# EXERCISE DESCRIPTION
From the line with "detecting the man" through the final line, transcribe the material below character for character; include no other lines.

(Detection annotation records)
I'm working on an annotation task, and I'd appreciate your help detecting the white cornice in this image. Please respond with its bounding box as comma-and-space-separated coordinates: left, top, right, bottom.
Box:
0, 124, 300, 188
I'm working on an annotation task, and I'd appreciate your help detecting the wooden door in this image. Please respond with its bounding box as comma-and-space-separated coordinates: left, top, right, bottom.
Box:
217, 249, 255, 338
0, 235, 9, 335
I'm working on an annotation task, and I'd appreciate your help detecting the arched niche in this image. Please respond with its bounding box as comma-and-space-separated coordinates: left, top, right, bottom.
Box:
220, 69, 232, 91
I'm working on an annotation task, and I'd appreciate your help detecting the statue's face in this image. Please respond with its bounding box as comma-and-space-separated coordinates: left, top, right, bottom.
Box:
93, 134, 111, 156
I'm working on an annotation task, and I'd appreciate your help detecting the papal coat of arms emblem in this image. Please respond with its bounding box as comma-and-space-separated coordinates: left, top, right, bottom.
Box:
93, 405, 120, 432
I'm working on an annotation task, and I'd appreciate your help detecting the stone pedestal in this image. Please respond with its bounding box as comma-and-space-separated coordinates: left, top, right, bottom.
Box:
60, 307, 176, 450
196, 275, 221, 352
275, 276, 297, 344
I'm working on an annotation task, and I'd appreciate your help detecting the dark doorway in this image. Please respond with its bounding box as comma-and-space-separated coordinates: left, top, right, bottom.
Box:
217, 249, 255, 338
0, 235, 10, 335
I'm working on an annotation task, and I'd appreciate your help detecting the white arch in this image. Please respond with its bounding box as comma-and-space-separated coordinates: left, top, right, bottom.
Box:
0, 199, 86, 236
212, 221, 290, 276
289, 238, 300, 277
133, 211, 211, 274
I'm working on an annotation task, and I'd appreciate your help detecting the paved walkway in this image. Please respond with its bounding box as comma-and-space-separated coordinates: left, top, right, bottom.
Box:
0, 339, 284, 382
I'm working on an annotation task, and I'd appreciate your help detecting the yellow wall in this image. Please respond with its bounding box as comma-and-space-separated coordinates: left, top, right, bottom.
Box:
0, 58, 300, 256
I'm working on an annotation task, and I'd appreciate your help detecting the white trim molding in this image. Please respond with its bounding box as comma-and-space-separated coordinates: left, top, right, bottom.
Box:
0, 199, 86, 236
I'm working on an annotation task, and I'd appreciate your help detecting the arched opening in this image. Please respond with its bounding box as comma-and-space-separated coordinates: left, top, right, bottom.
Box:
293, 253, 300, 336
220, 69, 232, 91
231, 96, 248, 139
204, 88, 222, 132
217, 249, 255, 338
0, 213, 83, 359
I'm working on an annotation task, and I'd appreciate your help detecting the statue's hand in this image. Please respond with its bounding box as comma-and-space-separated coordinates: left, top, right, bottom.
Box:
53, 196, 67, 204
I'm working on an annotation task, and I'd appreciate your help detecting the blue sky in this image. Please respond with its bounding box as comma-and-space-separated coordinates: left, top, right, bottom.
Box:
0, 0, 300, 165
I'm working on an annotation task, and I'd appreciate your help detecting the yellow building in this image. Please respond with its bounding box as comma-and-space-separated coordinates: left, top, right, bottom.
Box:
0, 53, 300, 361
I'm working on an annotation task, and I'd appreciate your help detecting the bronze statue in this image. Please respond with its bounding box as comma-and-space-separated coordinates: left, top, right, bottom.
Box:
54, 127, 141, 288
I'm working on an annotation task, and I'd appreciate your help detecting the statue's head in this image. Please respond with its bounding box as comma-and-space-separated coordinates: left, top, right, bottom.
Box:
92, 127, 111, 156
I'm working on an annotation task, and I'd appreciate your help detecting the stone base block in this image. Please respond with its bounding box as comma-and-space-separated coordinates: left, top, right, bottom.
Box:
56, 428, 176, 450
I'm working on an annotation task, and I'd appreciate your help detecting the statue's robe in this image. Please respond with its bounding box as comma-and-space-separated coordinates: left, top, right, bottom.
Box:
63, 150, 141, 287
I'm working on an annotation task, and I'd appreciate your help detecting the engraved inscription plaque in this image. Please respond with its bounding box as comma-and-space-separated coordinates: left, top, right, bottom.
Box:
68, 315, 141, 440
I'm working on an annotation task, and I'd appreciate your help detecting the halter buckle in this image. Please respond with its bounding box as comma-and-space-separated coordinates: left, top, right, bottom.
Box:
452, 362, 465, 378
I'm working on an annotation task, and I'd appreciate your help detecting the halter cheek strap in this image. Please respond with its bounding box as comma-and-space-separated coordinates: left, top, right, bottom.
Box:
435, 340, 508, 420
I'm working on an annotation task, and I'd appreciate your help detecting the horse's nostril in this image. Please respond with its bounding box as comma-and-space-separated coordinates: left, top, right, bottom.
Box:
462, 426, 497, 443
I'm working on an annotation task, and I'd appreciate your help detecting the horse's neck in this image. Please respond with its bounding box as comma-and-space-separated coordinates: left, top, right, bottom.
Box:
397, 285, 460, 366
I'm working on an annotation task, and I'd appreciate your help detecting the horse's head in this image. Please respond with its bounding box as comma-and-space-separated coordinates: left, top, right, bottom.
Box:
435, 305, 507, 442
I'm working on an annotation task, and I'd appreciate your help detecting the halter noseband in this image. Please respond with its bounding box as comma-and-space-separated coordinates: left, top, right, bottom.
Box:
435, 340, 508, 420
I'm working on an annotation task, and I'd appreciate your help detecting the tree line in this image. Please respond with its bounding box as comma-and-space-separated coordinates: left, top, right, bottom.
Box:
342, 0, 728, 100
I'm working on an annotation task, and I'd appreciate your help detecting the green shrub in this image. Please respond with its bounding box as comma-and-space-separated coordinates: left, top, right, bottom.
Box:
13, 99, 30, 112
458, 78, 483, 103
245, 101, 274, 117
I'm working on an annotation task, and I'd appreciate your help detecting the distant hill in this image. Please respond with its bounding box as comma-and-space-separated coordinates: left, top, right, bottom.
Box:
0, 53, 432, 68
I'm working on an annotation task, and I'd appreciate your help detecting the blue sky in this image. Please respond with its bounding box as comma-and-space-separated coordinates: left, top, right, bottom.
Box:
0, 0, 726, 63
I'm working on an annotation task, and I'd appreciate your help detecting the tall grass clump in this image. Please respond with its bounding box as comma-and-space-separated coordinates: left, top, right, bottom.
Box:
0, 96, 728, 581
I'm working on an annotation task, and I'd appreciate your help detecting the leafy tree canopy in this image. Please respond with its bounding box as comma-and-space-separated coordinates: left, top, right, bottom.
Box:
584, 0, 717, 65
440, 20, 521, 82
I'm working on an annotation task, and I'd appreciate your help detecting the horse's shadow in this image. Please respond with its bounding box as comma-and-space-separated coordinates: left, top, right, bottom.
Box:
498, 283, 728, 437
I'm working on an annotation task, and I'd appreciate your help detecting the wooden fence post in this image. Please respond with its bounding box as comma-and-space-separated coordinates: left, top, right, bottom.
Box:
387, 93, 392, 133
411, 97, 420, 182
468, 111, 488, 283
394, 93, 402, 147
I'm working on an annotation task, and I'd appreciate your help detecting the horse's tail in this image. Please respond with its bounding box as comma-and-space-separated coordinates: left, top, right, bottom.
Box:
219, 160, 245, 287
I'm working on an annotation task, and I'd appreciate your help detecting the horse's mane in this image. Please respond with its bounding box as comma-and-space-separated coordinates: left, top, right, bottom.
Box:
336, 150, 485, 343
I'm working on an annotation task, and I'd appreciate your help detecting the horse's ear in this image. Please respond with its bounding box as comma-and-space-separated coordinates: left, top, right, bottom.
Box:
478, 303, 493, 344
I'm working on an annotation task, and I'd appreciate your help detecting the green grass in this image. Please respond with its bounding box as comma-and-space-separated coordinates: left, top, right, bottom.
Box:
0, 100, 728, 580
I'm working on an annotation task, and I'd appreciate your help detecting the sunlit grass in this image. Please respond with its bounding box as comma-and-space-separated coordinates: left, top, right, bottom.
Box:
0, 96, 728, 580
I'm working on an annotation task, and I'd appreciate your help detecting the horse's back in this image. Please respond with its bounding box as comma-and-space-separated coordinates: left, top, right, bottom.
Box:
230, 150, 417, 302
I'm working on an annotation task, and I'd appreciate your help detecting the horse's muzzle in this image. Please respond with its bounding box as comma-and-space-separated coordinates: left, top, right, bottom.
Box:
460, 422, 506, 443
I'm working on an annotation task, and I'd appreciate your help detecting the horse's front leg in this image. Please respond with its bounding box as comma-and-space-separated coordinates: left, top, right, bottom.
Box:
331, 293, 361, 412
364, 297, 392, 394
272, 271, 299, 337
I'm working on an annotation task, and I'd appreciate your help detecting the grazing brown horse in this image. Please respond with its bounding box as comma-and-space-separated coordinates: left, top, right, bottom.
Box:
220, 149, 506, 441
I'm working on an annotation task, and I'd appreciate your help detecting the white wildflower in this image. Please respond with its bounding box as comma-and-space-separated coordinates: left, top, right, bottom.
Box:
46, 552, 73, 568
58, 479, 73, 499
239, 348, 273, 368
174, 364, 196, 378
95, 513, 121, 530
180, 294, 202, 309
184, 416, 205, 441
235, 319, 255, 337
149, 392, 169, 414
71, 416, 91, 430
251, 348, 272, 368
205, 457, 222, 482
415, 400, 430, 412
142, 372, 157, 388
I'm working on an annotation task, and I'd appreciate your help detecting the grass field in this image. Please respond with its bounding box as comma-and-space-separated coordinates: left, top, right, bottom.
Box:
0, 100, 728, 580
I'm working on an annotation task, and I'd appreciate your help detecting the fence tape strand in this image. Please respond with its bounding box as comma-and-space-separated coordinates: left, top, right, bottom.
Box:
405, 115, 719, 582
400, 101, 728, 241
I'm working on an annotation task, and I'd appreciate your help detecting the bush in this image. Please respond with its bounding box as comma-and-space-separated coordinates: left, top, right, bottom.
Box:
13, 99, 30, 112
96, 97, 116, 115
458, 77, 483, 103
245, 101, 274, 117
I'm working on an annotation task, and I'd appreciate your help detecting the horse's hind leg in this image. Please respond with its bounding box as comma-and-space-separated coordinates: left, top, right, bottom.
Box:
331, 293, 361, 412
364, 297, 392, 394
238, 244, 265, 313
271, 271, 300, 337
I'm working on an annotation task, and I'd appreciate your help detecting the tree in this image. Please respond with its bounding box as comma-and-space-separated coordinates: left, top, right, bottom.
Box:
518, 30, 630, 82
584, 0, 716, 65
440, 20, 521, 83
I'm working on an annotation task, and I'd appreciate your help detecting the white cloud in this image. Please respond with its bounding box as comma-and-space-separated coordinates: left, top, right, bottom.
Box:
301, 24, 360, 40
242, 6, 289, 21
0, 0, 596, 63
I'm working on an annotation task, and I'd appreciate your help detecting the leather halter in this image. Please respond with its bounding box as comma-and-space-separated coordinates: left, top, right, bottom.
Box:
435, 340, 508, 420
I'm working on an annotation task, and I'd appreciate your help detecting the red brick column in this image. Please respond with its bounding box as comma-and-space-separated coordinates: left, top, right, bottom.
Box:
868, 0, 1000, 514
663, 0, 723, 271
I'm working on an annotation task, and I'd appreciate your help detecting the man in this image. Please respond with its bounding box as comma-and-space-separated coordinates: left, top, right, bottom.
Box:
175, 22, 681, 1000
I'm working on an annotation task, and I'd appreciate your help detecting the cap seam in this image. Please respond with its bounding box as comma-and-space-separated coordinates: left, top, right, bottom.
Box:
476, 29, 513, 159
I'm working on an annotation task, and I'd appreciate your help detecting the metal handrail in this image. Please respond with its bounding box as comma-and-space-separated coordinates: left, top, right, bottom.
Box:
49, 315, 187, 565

# WRITTEN ANSWER
I'm working on an annotation task, and I'd appreciate your help detecting the man in this image. Please respond with its bounding box as comma-and-space-separated coordinates: left, top, right, bottom.
Box:
175, 22, 681, 1000
I'm working on an annotation task, and I'd appreciate your help detecting the cap seam in this image. Please respond with its bounding box as comma-and-space-separated coordinates: left, top, right, bottom.
Box:
476, 29, 513, 159
I'm working on an annotation task, and I'd appreciate your help detecting the metal handrail in this image. Please respond with its bounding box as comma-and-space-separated coordinates: left, top, right, bottom.
Box:
49, 315, 187, 565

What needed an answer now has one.